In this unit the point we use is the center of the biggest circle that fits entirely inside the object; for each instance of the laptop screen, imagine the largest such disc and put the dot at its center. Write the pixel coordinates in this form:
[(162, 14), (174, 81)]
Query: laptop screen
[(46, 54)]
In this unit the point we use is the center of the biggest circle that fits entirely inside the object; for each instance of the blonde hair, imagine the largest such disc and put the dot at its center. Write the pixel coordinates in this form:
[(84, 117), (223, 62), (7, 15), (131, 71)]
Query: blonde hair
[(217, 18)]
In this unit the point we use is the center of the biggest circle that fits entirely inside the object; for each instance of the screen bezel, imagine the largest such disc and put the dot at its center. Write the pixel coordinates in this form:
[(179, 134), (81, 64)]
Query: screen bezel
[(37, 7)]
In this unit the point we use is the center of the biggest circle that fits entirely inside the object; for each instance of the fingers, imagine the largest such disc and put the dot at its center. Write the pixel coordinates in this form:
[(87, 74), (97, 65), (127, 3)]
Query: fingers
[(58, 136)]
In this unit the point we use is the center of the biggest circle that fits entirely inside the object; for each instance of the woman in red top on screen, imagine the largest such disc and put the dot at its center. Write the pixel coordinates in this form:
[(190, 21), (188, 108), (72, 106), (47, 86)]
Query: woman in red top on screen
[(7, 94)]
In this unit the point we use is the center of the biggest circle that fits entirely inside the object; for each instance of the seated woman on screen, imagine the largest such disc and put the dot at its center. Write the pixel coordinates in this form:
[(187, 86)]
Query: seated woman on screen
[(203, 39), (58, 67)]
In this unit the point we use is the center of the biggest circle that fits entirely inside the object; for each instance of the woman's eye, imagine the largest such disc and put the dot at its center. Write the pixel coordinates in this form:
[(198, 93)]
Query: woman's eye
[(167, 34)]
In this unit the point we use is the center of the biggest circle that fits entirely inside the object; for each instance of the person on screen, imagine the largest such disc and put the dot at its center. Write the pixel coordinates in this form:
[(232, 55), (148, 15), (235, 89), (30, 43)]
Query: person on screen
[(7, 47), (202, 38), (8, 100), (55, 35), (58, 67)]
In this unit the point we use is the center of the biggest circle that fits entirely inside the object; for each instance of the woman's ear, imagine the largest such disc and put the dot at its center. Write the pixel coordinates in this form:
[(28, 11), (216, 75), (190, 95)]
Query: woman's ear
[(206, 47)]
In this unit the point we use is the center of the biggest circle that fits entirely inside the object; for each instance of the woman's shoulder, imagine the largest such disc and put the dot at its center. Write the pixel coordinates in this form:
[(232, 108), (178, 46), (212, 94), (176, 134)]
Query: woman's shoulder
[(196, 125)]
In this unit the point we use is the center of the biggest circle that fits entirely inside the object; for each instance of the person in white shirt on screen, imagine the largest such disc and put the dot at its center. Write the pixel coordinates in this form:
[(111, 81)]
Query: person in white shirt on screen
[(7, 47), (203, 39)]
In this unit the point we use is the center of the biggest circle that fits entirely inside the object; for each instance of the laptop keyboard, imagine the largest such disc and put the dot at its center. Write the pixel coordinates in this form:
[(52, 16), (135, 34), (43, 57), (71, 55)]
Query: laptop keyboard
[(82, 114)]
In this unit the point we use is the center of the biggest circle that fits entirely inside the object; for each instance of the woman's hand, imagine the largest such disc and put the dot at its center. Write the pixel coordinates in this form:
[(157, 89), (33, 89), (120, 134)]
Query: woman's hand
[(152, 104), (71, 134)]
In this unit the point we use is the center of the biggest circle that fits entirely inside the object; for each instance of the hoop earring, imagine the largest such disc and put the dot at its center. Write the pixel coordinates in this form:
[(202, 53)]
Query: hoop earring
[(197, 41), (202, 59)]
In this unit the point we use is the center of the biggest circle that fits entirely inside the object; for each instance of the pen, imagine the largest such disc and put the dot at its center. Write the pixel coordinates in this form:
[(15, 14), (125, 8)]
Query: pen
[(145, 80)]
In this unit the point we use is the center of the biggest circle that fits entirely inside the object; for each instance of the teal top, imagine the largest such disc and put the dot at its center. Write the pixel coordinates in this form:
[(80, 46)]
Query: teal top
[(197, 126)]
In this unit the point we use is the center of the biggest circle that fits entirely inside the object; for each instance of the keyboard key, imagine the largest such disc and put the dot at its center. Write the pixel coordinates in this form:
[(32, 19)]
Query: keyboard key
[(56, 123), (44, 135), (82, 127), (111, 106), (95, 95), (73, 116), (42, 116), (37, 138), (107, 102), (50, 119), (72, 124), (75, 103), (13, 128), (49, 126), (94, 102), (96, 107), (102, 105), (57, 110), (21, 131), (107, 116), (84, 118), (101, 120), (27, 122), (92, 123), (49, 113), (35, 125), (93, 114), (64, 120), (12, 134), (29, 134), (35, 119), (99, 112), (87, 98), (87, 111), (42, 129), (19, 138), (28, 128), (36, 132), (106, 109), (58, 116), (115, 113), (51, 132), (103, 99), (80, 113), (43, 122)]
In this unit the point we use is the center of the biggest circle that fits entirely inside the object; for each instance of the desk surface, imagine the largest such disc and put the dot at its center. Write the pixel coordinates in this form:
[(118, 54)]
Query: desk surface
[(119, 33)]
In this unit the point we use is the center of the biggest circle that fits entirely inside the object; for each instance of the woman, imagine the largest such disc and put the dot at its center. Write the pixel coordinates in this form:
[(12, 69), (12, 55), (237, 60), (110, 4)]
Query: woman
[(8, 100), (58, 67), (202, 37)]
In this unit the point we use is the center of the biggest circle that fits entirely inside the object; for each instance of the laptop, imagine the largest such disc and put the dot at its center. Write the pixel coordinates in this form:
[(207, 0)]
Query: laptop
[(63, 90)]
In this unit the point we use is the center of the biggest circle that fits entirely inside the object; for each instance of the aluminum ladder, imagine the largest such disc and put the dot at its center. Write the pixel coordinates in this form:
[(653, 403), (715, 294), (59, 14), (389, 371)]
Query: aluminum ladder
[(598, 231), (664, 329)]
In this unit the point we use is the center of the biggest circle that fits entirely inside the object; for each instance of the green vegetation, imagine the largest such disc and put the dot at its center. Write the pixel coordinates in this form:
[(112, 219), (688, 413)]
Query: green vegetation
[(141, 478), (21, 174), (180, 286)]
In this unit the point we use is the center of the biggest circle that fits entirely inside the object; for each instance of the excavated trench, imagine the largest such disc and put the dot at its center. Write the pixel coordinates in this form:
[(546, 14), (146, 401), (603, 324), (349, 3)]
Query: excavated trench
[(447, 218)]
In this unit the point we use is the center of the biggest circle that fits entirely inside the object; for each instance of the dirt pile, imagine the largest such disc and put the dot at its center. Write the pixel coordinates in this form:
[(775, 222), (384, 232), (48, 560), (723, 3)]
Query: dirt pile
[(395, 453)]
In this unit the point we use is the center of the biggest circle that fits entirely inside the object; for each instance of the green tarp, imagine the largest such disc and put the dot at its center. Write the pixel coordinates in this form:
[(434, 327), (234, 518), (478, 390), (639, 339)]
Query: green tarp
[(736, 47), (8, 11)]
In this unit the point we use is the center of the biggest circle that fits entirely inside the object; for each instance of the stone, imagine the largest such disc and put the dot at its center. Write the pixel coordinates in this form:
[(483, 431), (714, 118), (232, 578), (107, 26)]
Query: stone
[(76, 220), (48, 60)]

◇ ◇ ◇

[SET TASK]: Can you write out, unchanged, everything from the first of the lines above down to the line containing "[(203, 39), (58, 67)]", with both of those lines included?

[REPLY TO THE EXERCISE]:
In this unit the point we use is the center of the biggest circle that fits entirely inside the object; for each instance of the laptop screen, imagine the largest such disc and put the dot at its center. Write the pixel coordinates in this form:
[(162, 14), (174, 81)]
Query: laptop screen
[(46, 54)]
In this unit the point we use is the center of the biggest circle that fits entirely inside the object; for each instance of the blonde hair, imagine the largest such disc and put the dot at its center. Write the pixel coordinates in this form:
[(84, 117), (223, 62), (7, 15), (131, 71)]
Query: blonde hair
[(217, 18)]
In this unit the point we use is the center of the biggest circle that fits entirely inside the object; for each instance of the screen bezel, imagine the largest such disc and put the dot at its center. Write the pixel coordinates in this form:
[(179, 134), (81, 64)]
Query: screen bezel
[(37, 7)]
In this unit the point we use is the center of the biggest circle that fits entirely inside the object; for each instance of the fingers, imagine the largest such disc and put the dot at its center. Write the pixel coordinates in this form:
[(87, 74), (97, 65), (127, 3)]
Query: fingers
[(58, 136)]
In this unit the point we use is the center of the biggest circle that fits entirely inside the object; for each instance of the woman in red top on screen, imagine the largest such disc and put the dot at its center. Write the pixel coordinates in this form:
[(190, 21), (188, 108), (72, 106), (47, 86)]
Query: woman in red top on screen
[(7, 94)]
In this unit the point we use is the center of the biggest circle that fits entirely inside the object; for each instance of the seated woman on screen, imagine the largest such disc and put the dot at its center. Write the pixel coordinates in this form:
[(187, 86)]
Query: seated woman on screen
[(203, 39), (58, 67)]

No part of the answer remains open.